----- Material supplied -----

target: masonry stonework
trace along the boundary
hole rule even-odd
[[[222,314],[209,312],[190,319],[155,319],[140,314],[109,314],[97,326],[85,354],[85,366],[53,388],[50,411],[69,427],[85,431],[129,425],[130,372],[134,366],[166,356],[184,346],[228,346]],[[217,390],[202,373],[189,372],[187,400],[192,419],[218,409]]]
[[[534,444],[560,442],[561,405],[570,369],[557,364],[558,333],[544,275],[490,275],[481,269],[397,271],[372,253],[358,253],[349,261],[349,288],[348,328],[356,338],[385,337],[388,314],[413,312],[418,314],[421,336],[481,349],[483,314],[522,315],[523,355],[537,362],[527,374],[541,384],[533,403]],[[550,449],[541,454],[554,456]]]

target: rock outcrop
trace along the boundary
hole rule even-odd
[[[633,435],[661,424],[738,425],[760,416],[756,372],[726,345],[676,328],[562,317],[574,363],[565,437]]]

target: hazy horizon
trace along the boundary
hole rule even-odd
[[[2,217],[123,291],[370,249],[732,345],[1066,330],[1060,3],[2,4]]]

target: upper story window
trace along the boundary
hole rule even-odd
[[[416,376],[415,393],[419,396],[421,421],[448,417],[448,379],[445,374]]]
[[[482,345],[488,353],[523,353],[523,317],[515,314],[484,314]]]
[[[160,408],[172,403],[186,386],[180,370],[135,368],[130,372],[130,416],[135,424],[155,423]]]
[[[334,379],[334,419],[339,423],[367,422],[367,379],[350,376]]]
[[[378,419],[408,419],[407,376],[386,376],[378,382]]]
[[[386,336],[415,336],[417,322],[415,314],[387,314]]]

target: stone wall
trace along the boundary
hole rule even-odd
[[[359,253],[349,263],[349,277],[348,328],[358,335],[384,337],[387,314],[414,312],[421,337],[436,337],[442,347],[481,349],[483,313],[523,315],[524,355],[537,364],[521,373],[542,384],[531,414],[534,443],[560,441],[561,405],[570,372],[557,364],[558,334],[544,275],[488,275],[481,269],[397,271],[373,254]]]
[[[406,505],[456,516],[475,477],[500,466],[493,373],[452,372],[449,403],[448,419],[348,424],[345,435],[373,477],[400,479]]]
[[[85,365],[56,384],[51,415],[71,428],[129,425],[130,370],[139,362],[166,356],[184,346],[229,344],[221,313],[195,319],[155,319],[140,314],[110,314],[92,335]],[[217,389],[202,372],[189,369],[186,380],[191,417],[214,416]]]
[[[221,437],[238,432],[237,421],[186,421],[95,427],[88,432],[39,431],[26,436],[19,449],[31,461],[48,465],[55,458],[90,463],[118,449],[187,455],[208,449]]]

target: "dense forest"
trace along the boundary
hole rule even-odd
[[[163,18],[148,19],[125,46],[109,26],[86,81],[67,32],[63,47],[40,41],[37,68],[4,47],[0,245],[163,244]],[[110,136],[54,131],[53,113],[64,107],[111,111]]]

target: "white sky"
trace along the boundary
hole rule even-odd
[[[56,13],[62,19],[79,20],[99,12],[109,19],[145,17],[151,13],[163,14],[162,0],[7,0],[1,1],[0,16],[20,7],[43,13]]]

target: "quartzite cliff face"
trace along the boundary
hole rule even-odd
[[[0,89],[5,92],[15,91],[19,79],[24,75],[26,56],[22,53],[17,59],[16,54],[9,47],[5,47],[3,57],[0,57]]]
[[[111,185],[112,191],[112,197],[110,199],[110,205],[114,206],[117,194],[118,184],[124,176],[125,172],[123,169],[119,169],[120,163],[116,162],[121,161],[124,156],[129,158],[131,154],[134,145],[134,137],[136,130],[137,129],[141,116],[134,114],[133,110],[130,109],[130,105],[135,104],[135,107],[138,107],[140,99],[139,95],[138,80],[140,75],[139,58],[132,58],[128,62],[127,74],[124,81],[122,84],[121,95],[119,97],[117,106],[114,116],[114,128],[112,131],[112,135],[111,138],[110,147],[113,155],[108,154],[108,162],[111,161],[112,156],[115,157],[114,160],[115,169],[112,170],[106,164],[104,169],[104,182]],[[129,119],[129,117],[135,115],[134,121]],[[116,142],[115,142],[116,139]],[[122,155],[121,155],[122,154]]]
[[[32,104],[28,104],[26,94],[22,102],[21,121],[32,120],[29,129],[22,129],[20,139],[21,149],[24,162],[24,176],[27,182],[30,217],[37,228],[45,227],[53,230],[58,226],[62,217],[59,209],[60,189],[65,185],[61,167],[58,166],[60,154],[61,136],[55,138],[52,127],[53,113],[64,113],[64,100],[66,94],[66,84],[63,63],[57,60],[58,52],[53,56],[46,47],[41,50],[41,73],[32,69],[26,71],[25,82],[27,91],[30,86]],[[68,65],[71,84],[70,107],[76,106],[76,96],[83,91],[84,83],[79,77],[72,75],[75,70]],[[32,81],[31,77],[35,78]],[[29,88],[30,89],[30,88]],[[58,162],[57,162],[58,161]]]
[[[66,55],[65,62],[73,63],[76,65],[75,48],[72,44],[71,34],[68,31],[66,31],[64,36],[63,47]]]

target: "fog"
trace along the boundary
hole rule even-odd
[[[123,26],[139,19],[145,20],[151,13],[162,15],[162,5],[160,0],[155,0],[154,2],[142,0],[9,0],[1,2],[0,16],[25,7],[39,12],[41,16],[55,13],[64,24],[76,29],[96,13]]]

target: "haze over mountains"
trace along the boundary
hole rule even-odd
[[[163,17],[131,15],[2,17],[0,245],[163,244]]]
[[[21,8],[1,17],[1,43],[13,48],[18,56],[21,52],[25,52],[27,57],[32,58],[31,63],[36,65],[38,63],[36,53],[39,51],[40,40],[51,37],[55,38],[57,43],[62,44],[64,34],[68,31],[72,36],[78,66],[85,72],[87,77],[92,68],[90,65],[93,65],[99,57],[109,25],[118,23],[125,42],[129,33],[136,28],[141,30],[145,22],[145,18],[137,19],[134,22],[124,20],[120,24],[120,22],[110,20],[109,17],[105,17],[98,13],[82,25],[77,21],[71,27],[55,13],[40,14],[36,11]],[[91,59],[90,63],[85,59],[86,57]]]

-----

> _Direction_
Arrange every line of the data above as a numbered list, omitting the blank lines.

> _Answer to the exercise_
1. target: masonry stonework
2. trace along the boundary
3. hole rule even-odd
4. [[[222,314],[209,312],[190,319],[155,319],[140,314],[109,314],[97,326],[85,354],[85,366],[53,388],[50,411],[69,427],[85,431],[129,425],[130,372],[134,366],[166,356],[184,346],[228,346]],[[217,390],[202,373],[189,372],[187,400],[192,419],[218,409]]]
5. [[[534,444],[560,442],[561,405],[570,369],[557,364],[558,333],[544,275],[490,275],[481,269],[397,271],[372,253],[358,253],[349,261],[349,288],[348,328],[356,338],[385,337],[388,314],[413,312],[418,314],[421,336],[481,349],[483,314],[522,315],[523,355],[537,362],[527,374],[541,384],[533,403]],[[550,449],[541,454],[554,456]]]
6. target: rock outcrop
7. trace along the boundary
8. hole rule even-odd
9. [[[633,435],[661,424],[738,425],[760,416],[756,372],[726,345],[676,328],[562,317],[574,363],[565,437]]]
10. target: hazy horizon
11. trace along the boundary
12. hole rule even-odd
13. [[[2,217],[123,291],[370,249],[732,345],[1066,330],[1060,3],[2,4]]]
14. target: upper story window
15. trace along the boundary
16. hole rule even-odd
17. [[[416,376],[415,393],[419,396],[421,421],[448,417],[448,379],[445,374]]]
18. [[[482,345],[488,353],[523,353],[523,317],[515,314],[484,314]]]
19. [[[160,408],[172,403],[186,386],[180,370],[135,368],[130,372],[130,416],[135,424],[155,423]]]
20. [[[334,379],[334,419],[339,423],[367,422],[367,379],[350,376]]]
21. [[[378,419],[408,419],[407,376],[386,376],[378,382]]]
22. [[[386,336],[415,336],[417,322],[415,314],[387,314]]]
23. target: stone wall
24. trace along the boundary
25. hole rule even-odd
26. [[[359,253],[349,263],[349,277],[348,328],[358,335],[384,337],[387,314],[414,312],[421,337],[436,337],[442,347],[481,349],[483,313],[523,315],[524,355],[537,364],[521,373],[542,384],[531,414],[534,443],[560,441],[561,405],[570,372],[557,364],[558,334],[544,275],[488,275],[481,269],[397,271],[373,254]]]
27. [[[406,505],[456,516],[475,477],[500,466],[493,373],[452,372],[449,403],[448,419],[348,424],[345,435],[373,477],[400,479]]]
28. [[[85,365],[56,384],[51,415],[71,428],[129,425],[130,370],[139,362],[166,356],[184,346],[229,344],[221,313],[195,319],[155,319],[140,314],[110,314],[92,335]],[[217,389],[202,372],[189,369],[186,380],[191,417],[214,416]]]
29. [[[221,437],[238,432],[237,421],[186,421],[95,427],[88,432],[39,431],[26,436],[19,449],[31,461],[48,465],[55,458],[90,463],[118,449],[187,455],[208,449]]]
30. target: "dense forest"
31. trace along the boundary
32. hole rule even-odd
33. [[[163,18],[148,19],[125,46],[109,26],[86,81],[67,32],[63,47],[40,41],[37,68],[4,47],[0,245],[163,244]],[[110,136],[54,131],[53,113],[64,107],[111,111]]]
34. target: "white sky"
35. trace along the boundary
36. hole rule even-odd
37. [[[56,13],[62,19],[79,20],[99,12],[109,19],[145,17],[151,13],[163,14],[162,0],[7,0],[1,1],[0,16],[20,7],[43,13]]]
38. target: "quartzite cliff face"
39. trace along the boundary
40. hole rule even-odd
41. [[[0,89],[5,92],[15,91],[19,79],[24,75],[26,56],[22,53],[17,59],[16,54],[9,47],[5,47],[3,57],[0,57]]]
42. [[[111,185],[112,191],[112,197],[110,199],[110,205],[114,206],[117,194],[118,184],[124,176],[125,172],[123,169],[119,169],[120,163],[116,162],[121,161],[124,156],[129,158],[131,154],[134,145],[134,137],[136,130],[137,129],[141,116],[134,114],[133,110],[130,109],[130,105],[135,104],[135,107],[138,107],[140,99],[139,95],[138,80],[140,75],[139,58],[132,58],[128,62],[127,74],[124,81],[122,84],[121,95],[119,97],[117,106],[114,116],[114,128],[112,131],[112,135],[111,138],[110,147],[113,155],[108,154],[108,162],[111,161],[112,156],[115,157],[114,160],[115,169],[112,170],[106,164],[104,169],[104,182]],[[129,119],[129,117],[135,115],[134,121]],[[116,142],[115,142],[116,139]],[[122,155],[121,155],[122,154]]]
43. [[[32,104],[28,104],[26,94],[22,102],[21,121],[32,120],[29,129],[22,129],[20,139],[21,149],[24,162],[24,176],[27,182],[30,217],[37,228],[45,227],[53,230],[58,226],[62,217],[59,209],[60,189],[65,185],[61,167],[58,166],[60,154],[61,136],[55,138],[52,127],[53,113],[64,113],[64,100],[66,94],[66,84],[63,63],[57,60],[58,52],[53,56],[46,47],[41,50],[41,73],[32,69],[26,71],[25,82],[27,91],[30,86]],[[68,65],[71,84],[70,107],[76,106],[76,96],[83,91],[84,83],[79,77],[72,75],[75,70]],[[32,81],[31,77],[35,78]],[[29,88],[30,89],[30,88]],[[58,162],[57,162],[58,161]]]
44. [[[66,55],[65,62],[73,63],[76,65],[75,48],[72,44],[71,34],[68,31],[66,31],[64,36],[63,47]]]
45. target: "fog"
46. trace along the boundary
47. hole rule even-odd
48. [[[123,26],[139,19],[145,20],[151,13],[162,15],[162,5],[160,0],[155,0],[154,2],[142,0],[9,0],[1,2],[0,16],[25,7],[39,12],[41,16],[55,13],[64,24],[76,29],[96,13]]]
49. target: "haze over mountains"
50. trace along the boundary
51. hole rule even-odd
52. [[[163,17],[131,15],[2,17],[0,245],[163,244]]]
53. [[[21,8],[1,17],[1,43],[13,48],[18,56],[21,52],[25,52],[27,57],[32,58],[31,63],[36,65],[38,63],[36,53],[39,51],[40,40],[51,37],[55,38],[57,43],[62,44],[64,34],[68,31],[72,36],[78,66],[85,72],[87,77],[92,68],[90,65],[93,65],[99,57],[109,25],[118,23],[125,42],[129,33],[136,28],[141,30],[145,22],[145,18],[137,19],[134,22],[124,20],[120,24],[120,22],[110,20],[109,17],[105,17],[98,13],[82,25],[77,21],[71,27],[55,13],[40,14],[36,11]],[[91,59],[90,63],[85,59],[86,57]]]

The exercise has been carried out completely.